*Exercise description*.
Please summarize the newsletter issue below in two sentences.

*Supplied passage*.

┏━━

Agentic Engineering Weekly for April 17-25, 2026

Share
Agentic Engineering Weekly for April 17-25, 2026

This week, the receipts arrived from every direction at once. Thoughtworks' Tech Radar reads like a warning letter, frontier models silently corrupt a quarter of what you delegate to them, and the companies that told you AI would pay for itself are doubling their price, while employees world-wide burn tokens just to look productive (and not get fired).


My top 3 picks this week


Code is cheap, code isn't cheap. Which is it?

Two takes landed in the same week and they look like opposites until you read them carefully. Cat Wu, Head of Product for Claude Code at Anthropic, said it plainly: "As code becomes much cheaper to write, the thing that becomes more valuable is deciding what to write." Code is cheap. The marginal cost of the next prototype, the next draft implementation is approaching zero, and the scarce resource while prototyping is no longer typing speed. It is product taste, problem selection, and knowing what to build next.

Pocock made the counter-argument in the same week. After eighteen months of teaching developers to ship with AI agents, his observation was sharp: AI coding tools are extraordinary when used well and burying when used badly, and the difference is the process, not the tool. The fundamentals (TDD, clean boundaries, friction as a feature) are the only thing standing between a productive AI workflow and a codebase nobody can reason about in six months. Code isn't cheap when you measure it in the comprehension you have to maintain and the cognitive debt you have to pay back later.

Both claims are true at once, which is why this is the harder conversation to have right now. The cost of generating code went to zero. The cost of owning code did not. A free extract from Alistair Cockburn's upcoming book Slice the Problem Grow the Solution lands the same week with a frame that sharpens the point: unvalidated decisions are toxic inventory, and the fix is moving decisions through the system in very small, validated increments. Walking skeletons, nano-increments, Learning-Value-Trim loops. His AI chapter says it plainly: treat AI as an unreliable partner, use tests, boundaries, and tiny increments for control. The teams that thrive in the next two years will be the ones who internalise both halves of the paradox: ambitious enough to use the cheap-code superpower, disciplined enough to refuse the expensive-code trap. The fundamentals we have known about for 50 years just became your competitive advantage again.

Worth reading:


Tokenmaxxing: gaming AI metrics on both sides of the API

The Pragmatic Engineer named a strange new behaviour at Meta, Microsoft, and Salesforce: developers are deliberately burning tokens (and money) to inflate their AI-usage metrics, because their employers are treating tokens-consumed as a proxy for AI adoption. Goodhart's law just landed in the AI talent market. The moment you incentivise a metric, people optimise for the metric, even when the metric is decoupled from the outcome. Engineering managers reading this should check what dashboards their leadership is looking at, and what story those numbers are telling them about the team they think they have.

┗━━

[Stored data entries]
┏━━

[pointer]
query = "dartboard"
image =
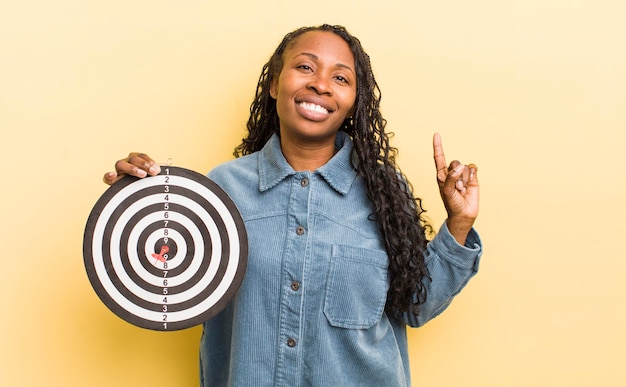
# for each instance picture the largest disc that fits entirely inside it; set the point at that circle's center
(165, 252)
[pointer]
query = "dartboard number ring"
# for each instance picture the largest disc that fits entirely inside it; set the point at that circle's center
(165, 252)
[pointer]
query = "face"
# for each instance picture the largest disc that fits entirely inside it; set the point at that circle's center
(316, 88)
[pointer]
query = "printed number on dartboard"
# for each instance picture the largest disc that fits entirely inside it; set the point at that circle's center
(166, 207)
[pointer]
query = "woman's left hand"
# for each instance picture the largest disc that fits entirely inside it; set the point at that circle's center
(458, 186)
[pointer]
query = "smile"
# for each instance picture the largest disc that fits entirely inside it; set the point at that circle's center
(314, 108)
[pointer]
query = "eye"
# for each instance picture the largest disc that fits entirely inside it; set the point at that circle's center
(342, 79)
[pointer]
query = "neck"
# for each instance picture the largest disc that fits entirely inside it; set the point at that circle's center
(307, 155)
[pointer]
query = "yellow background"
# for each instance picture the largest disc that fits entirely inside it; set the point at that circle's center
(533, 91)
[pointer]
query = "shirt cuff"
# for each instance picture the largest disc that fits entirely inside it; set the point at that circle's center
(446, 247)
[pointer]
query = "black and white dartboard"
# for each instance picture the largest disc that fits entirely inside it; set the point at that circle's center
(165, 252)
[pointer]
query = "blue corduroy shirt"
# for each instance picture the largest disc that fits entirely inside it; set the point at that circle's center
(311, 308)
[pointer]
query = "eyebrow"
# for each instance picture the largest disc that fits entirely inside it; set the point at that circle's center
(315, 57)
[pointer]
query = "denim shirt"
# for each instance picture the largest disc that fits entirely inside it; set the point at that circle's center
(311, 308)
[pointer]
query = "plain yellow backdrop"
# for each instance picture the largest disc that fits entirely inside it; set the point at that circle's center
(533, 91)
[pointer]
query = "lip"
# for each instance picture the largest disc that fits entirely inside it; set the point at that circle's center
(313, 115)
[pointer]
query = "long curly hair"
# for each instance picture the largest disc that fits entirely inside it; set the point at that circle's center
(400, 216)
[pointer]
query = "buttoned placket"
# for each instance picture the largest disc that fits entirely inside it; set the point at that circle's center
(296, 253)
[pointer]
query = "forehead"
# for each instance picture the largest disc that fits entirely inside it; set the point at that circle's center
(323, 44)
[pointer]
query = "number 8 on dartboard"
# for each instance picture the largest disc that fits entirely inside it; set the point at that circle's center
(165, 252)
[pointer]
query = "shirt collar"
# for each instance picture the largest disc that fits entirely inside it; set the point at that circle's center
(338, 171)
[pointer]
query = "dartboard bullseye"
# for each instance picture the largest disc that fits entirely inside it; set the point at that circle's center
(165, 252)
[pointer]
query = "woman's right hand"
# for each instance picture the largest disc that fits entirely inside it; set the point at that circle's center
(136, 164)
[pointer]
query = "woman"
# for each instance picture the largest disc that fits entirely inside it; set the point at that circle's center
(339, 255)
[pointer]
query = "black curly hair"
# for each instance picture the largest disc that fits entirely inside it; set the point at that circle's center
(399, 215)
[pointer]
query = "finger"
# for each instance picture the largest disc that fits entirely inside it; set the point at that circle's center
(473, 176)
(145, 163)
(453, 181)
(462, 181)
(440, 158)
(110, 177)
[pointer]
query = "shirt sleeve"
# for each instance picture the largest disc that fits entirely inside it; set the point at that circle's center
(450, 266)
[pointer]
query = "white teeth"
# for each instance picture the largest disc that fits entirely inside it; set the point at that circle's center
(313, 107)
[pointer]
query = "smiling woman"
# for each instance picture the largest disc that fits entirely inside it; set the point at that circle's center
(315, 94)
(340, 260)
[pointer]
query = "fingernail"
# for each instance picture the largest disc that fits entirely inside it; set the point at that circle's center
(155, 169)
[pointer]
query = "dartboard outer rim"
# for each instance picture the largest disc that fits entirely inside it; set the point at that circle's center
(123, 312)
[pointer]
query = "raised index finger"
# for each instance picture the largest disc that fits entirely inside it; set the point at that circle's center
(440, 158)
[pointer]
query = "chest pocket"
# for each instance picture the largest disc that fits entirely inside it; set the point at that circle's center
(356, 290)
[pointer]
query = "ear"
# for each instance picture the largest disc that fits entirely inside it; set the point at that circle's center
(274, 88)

┗━━

*Written response*.
The newsletter issue holds that generating code now costs almost nothing while owning code does not, so the teams that thrive will pair ambition with discipline in fundamentals such as tests, clean boundaries, and small validated increments. It also reports that developers at Meta, Microsoft, and Salesforce are deliberately burning tokens to inflate their AI-usage metrics because their employers treat tokens consumed as a proxy for AI adoption.